CONSIGNES DE TRAVAIL:
- a) Les affirmations suivantes concordent-elles avec la source ? Répondez par oui ou non en citant à l'identique les mots qui tranchent.
(i) La Convention a été adoptée lors de la troisième session de l'Assemblée générale.
(ii) Lemkin enseigne à l'Université Harvard.
(iii) Les Mongols ont massacré près de 18 millions de personnes.
- b) D'après la source, pourquoi les Sultans de Turquie ont-ils arraché des enfants grecs à leurs parents ? Répondez en une à trois phrases.
- c) Répondez brièvement à ces questions sur la source :
(i) Quel terme Lemkin a-t-il créé ?
(ii) Quels groupes le génocide vise-t-il à détruire ?
(iii) Au nom de quoi les Chevaliers Teutons ont-ils « colonisé » certaines régions ?

SOURCE:
%%

Convention de l'ONU contre le "génocide"

par M. le Professeur Raphaël Lemkin

NOTE: M. Le Professeur Lemkin, spécialiste bien connu du droit international, est le créateur du terme "génocide"; il a joue un rôle de premier plan dans la rédaction de la Convention adoptée par les Nations Unies a ce sujet. M. Lemkin, après avoir été conseiller des Nations Unies, enseigne maintenant le droit et to coutume des Nations Unies à l'École de Droit de l'Université de Yale, a New-Haven, dans l'Etat de Connecticut.

Écritures principales de Raphaël Lemkin sur Genocide

Guide rapide des séries

Introduction (anglais)
1933: Danger general (interétatique)
1944: Le règne de l'Axe en Europe occupée
1946: Le crime de génocide
1949: Convention de l'ONU contre le "génocide"

 

 

NEW-HAVEN, Connecticut. -- L'Assemblée générale des Nations Unies a adopte à l'unanimité, au cours de sa troisième session, une Convention internationale pour la prévention et le châtiment du crime du génocide. Ce nom désigne la destruction systématique de groupes nationaux, religieux ou raciaux.

La Convention a été accueillie par les populations du monde entier comme ouvrant une ère nouvelle. Et vraiment, à la lumière de la l'histoire des temps passés, moderne et présent, on doit convenir que la Convention est une nécessité absolue. On peut même dire qu'elle vient avec un retard de plusieurs siècles. 

La nécessité d'une telle loi se faisait déjà sentir après la tentative d'extermination des premiers chrétiens par les Romains, puis après que les Chevaliers Teutons eurent détruit des populations slaves entières et aboli tout vestige de vie dans certaines régions qu'ils avaient "colonisées", au nom de la Croix. Cette loi aurait du être passée après le massacre de près de 18.000.000 d'hommes, de femmes et d'enfants innocents par les Mongols. Elle s'imposait encore après que les Sultans de Turquie eurent arraché à leurs parents 1.000.000 d'enfants grecs pour détruire la courageuse nation grecque et sa vieille civilisation.

%%

DONNÉES FOURNIES:
%%

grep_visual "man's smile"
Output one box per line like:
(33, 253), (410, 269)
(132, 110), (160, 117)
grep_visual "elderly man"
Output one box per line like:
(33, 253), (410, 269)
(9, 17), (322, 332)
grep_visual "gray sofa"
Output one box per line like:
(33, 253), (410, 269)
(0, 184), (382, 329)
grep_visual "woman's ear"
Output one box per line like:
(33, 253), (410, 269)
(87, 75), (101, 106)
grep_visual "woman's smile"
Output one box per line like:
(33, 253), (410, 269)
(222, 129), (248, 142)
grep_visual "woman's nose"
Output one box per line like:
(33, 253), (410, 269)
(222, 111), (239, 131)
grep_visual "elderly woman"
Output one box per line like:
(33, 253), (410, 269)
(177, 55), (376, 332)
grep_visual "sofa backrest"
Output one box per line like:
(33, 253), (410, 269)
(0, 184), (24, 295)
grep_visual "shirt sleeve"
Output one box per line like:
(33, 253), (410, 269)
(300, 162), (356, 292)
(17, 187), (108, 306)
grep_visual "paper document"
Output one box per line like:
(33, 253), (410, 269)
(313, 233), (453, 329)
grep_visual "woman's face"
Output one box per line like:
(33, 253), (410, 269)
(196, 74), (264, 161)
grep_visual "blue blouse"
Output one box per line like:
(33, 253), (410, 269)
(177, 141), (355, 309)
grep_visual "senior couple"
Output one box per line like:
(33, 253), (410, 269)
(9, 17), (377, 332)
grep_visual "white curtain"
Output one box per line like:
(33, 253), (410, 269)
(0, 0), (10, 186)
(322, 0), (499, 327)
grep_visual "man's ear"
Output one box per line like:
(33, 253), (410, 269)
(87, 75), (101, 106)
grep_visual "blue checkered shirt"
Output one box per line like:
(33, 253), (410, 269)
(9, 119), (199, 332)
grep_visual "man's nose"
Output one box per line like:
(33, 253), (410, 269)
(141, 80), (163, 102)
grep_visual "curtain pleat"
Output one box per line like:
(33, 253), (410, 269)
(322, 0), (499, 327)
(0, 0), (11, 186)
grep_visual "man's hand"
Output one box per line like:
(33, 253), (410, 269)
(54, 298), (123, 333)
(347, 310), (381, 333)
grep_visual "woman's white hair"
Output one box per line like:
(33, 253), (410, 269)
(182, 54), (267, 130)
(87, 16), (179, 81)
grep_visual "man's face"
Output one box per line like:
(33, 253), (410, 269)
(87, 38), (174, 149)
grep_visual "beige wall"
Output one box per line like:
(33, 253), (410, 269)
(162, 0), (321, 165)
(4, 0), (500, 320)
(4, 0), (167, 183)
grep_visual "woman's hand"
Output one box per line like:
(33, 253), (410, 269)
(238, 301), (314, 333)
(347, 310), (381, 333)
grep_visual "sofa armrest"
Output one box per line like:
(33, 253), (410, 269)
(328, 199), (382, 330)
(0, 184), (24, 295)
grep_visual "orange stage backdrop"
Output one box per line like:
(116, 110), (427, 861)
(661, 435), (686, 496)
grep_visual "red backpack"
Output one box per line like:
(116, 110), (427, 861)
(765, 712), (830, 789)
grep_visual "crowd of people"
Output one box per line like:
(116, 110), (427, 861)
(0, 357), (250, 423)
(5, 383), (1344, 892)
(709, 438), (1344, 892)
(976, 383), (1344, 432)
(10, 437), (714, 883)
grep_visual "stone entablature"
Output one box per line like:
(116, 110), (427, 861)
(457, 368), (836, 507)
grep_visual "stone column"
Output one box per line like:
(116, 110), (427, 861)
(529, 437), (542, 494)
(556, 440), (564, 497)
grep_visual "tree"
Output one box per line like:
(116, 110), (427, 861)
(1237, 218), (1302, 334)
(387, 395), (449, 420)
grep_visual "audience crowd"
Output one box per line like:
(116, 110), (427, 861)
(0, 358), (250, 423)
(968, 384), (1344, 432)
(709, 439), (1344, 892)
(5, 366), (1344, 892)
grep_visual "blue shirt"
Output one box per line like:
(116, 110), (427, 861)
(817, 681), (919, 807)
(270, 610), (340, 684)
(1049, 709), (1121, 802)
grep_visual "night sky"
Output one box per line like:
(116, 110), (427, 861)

%%

RÉPONSES:
- a)
(i) Oui : « au cours de sa troisième session »
(ii) Non : « à l'École de Droit de l'Université de Yale »
(iii) Oui : « le massacre de près de 18.000.000 d'hommes, de femmes et d'enfants innocents par les Mongols »

- b) Les Sultans de Turquie ont arraché 1 000 000 d'enfants grecs à leurs parents pour détruire la courageuse nation grecque et sa vieille civilisation.

- c)
(i) Le terme « génocide ».
(ii) Des groupes nationaux, religieux ou raciaux.
(iii) Au nom de la Croix.